[THE TASKS]
- a) Please reproduce the passage of the Cerebria review that starts at "Note: My review" and ends after "Bliss, 4 Gloom)".
- b) In the Cerebria review, what color are the Bliss components and what color are the Gloom components?

[SOURCE DOCUMENT]
= = =

Cerebria: The Inside World

Kickstarter Tabletop Alert: ‘Cerebria: The Inside World’

Kickstarter Reviews Tabletop Games

Cerebria: The Inside World cover
Gloom and Bliss battle for control in Cerebria: The Inside World, a game that takes place within a developing mind.

What Is Cerebria: The Inside World?

Cerebria: The Inside World is an area-control game from Mindclash Games for 2 to 4 players, ages 15 and up, and takes about 2 hours to play. It’s currently on Kickstarter, with a pledge level of $60 (plus shipping) for the base game, or $75 for the “Spirit Box” which will include 8 plastic miniatures and additional stretch goals. It funded within the first 24 hours and has already hit a few stretch goals. The game does not have anything inappropriate for younger players, but it does have a high degree of complexity so it is most suited to experienced gamers.

New to Kickstarter? Check out our crowdfunding primer, and visit our Kickstarter curated page for more projects we love.

Cerebria components
Cerebria components.
(Prototype shown) Photo: Jonathan H. Liu

Cerebria Components

Note: My review is based on a pre-production prototype, so some components may be subject to change, and may not reflect final component quality. For instance, the Identity Fragments in my version were 3D-printed plastic, and I’m guessing the colors will not be quite as bright blue and red in the final version.

  • 1 main board
  • 4 double-sided Spirit boards (2 Bliss, 2 Gloom)
  • 2 Fortitude dials
  • 1 Origin Wheel
  • 8 Spirit standees (4 Bliss, 4 Gloom)
  • 65 Mild Emotion cards (28 Bliss, 28 Gloom, 2 Brightness, 7 Bleakness)
  • 24 Strong Emotion cards (12 Bliss, 12 Gloom)
  • 10 double-sided Realm Action tiles (5 Bliss, 5 Gloom)
  • 24 “+1/+2 Intensity” markers (12 Bliss, 12 Gloom)
  • 32 Spirit Upgrade tokens (16 Bliss, 16 Gloom)
  • 5 double-sided Frontier Control tokens
  • 5 double-sided Realm Control rings
  • 4 Meditation tokens (2 Bliss, 2 Gloom)
  • 21 Aspiration cards (7 Bliss, 7 Gloom, 7 Common)
  • 12 Minor Identity Fragments (6 Bliss, 6 Gloom)
  • 6 Major Identity Fragments (3 Bliss, 3 Gloom)
  • 2 Identity top pieces (1 Bliss, 1 Gloom)
  • 80 Willpower tokens
  • 40 Essence tokens (20 Bliss, 20 Gloom)

As you can see, there are a lot of components in Cerebria, and most are divided evenly between Bliss and Gloom, the two factions, with a handful of common shared components. The Bliss components are red, and Gloom components are blue.

= = =

[SUPPLIED MATERIAL]
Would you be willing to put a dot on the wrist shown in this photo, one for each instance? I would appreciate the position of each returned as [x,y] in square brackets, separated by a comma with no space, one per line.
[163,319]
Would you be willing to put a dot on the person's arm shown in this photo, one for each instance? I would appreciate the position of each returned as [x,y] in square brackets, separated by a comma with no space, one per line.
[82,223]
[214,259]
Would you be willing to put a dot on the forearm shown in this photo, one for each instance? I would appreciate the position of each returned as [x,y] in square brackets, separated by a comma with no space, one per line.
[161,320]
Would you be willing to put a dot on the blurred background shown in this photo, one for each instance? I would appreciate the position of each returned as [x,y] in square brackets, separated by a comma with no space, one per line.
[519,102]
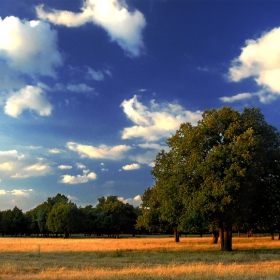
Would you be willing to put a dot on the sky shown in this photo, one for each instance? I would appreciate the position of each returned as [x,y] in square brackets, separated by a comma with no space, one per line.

= = =

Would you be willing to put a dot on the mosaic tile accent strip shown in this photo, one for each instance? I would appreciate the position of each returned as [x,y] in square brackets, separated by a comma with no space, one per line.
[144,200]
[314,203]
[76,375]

= = =

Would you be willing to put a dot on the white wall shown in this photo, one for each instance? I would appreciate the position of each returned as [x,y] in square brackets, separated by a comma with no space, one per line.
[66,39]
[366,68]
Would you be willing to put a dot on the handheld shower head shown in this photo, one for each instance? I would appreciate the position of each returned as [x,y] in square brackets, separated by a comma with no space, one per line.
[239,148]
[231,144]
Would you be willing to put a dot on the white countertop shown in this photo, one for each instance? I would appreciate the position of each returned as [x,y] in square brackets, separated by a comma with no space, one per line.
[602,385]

= = =

[RESULTS BY TASK]
- a)
Note: My review is based on a pre-production prototype, so some components may be subject to change, and may not reflect final component quality. For instance, the Identity Fragments in my version were 3D-printed plastic, and I’m guessing the colors will not be quite as bright blue and red in the final version.

  • 1 main board
  • 4 double-sided Spirit boards (2 Bliss, 2 Gloom)
  • 2 Fortitude dials
  • 1 Origin Wheel
  • 8 Spirit standees (4 Bliss, 4 Gloom)

- b) The Bliss components are red, and the Gloom components are blue.